### TO DO
Pick each line containing "number" out of the records.
Start of THE RECORDS
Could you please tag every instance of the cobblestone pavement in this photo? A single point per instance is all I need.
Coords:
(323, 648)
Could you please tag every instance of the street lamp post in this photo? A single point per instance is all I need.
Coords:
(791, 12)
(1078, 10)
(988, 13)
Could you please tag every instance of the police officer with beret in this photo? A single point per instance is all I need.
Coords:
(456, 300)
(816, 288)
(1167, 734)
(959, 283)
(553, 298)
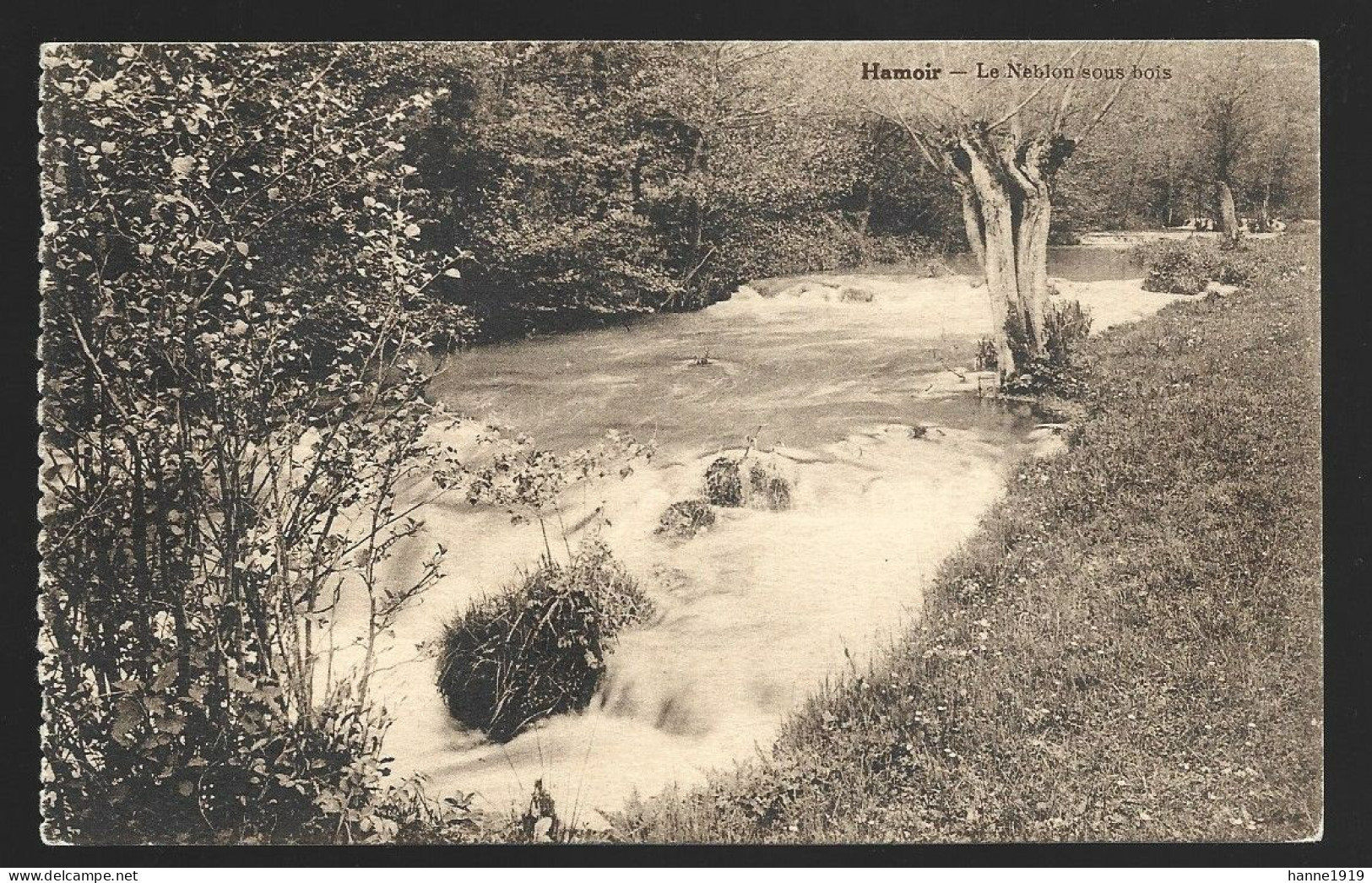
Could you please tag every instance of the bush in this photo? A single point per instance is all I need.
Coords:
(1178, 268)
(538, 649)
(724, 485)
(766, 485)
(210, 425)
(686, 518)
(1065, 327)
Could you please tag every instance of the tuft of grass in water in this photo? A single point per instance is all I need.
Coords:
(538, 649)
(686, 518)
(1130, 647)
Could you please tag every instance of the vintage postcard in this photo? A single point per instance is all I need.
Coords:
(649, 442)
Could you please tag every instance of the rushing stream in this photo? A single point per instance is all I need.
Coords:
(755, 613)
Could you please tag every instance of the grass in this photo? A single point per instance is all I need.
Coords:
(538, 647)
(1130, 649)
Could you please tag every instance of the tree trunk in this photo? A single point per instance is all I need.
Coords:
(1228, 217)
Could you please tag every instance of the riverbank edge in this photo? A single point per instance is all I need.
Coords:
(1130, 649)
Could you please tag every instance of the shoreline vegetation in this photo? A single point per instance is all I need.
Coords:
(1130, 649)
End of THE RECORDS
Start of THE RECORDS
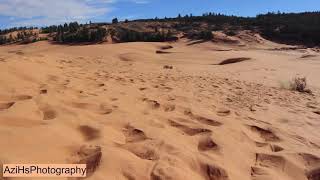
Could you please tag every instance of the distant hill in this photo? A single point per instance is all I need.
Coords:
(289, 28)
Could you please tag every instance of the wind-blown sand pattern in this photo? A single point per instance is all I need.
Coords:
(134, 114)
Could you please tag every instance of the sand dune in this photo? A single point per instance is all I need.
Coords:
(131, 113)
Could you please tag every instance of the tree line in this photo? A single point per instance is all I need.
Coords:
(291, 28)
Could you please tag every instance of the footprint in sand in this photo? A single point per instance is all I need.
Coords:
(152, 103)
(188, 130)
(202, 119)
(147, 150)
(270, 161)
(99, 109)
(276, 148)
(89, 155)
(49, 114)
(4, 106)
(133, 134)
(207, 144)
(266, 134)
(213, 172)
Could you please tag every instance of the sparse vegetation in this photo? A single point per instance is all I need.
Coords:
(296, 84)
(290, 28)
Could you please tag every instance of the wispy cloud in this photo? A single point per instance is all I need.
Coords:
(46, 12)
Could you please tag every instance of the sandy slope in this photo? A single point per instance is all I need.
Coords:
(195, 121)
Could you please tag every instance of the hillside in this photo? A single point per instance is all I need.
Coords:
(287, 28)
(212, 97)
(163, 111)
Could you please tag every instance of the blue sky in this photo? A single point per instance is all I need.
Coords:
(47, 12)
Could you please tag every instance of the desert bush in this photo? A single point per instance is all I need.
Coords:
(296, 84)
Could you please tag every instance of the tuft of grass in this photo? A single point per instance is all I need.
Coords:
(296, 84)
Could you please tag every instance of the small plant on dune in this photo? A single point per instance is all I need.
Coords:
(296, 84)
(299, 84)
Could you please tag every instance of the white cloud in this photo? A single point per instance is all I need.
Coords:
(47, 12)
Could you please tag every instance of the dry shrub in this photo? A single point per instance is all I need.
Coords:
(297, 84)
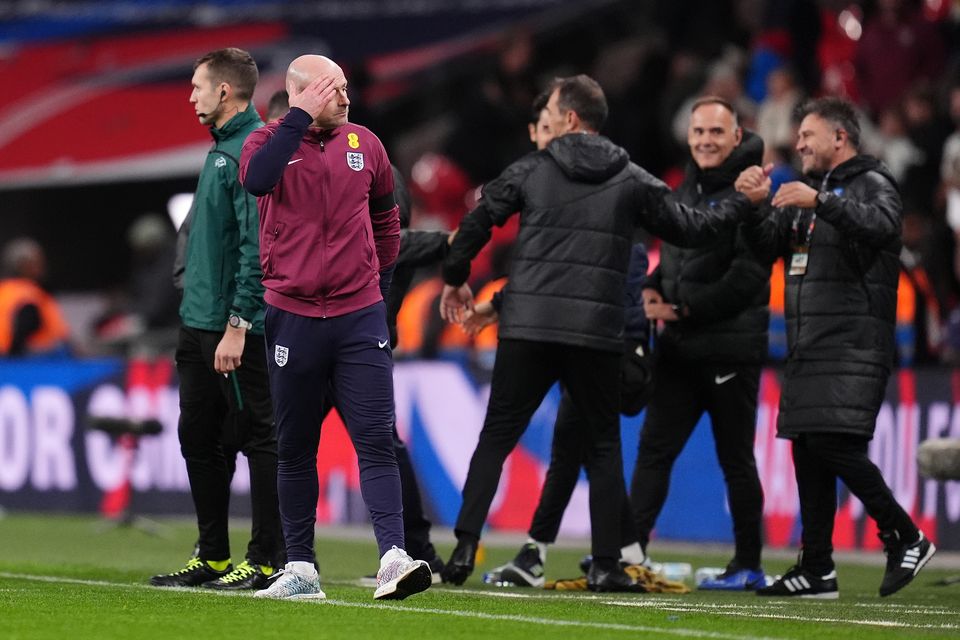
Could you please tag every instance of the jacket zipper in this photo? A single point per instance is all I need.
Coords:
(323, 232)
End of THE RECORDS
Start of THE RECORDS
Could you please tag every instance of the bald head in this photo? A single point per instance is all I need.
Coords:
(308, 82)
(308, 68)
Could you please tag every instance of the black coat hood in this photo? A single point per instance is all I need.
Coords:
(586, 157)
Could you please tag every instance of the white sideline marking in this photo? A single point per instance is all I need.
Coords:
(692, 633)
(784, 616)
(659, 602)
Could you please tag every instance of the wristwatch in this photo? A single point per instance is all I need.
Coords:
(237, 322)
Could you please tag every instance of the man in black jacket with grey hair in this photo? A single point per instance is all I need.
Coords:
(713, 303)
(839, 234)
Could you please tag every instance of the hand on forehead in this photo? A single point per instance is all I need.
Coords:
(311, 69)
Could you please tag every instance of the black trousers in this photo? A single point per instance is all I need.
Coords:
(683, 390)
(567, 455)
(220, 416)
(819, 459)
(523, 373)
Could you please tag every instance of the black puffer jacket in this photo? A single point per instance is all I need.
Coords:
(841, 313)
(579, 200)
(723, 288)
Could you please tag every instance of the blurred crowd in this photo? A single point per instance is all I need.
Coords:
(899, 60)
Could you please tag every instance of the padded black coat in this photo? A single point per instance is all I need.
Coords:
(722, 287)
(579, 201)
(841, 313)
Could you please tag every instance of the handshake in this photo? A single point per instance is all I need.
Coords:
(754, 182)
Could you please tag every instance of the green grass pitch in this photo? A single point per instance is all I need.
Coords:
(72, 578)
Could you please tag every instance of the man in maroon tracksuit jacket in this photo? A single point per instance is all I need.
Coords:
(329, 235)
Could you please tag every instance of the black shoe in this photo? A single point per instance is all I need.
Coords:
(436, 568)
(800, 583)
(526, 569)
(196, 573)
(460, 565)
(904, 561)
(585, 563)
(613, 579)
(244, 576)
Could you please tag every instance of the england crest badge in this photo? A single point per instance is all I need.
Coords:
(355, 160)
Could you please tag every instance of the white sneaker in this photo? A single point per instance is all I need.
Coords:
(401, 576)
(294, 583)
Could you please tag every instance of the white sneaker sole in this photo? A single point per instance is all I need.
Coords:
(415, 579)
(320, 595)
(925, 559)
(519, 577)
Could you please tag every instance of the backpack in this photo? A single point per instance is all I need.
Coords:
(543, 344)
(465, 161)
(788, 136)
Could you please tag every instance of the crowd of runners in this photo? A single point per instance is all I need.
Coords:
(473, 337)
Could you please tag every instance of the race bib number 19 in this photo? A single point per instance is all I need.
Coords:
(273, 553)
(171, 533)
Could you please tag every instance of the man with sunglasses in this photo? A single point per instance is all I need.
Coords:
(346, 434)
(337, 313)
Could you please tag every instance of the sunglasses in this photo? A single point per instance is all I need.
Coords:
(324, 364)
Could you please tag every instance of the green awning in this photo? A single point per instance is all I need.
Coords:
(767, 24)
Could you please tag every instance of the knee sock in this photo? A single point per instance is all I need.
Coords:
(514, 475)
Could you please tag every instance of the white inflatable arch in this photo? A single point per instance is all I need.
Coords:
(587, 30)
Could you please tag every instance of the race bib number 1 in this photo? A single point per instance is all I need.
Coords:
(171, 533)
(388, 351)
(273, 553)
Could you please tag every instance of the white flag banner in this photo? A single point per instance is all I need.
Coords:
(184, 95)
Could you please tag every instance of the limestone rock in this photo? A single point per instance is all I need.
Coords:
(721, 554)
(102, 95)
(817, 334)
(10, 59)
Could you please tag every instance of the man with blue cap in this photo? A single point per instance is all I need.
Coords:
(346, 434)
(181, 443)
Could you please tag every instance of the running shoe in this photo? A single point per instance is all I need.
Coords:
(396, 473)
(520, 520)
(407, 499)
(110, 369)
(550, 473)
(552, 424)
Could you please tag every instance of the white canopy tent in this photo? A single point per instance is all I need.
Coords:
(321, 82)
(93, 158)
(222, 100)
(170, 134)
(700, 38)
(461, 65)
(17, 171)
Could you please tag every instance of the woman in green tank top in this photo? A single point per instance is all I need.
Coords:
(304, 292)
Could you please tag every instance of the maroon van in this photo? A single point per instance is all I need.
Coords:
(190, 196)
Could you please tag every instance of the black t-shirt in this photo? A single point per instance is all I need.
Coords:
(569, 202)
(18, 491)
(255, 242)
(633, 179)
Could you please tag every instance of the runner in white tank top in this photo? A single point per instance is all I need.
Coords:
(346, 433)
End of THE RECORDS
### ANSWER TO THIS TASK
Could you please tag every instance of the race bib number 19 in this photo? A single point per instance is all I need.
Could you please tag every instance of the race bib number 1 in this photo? A single point per instance is all I need.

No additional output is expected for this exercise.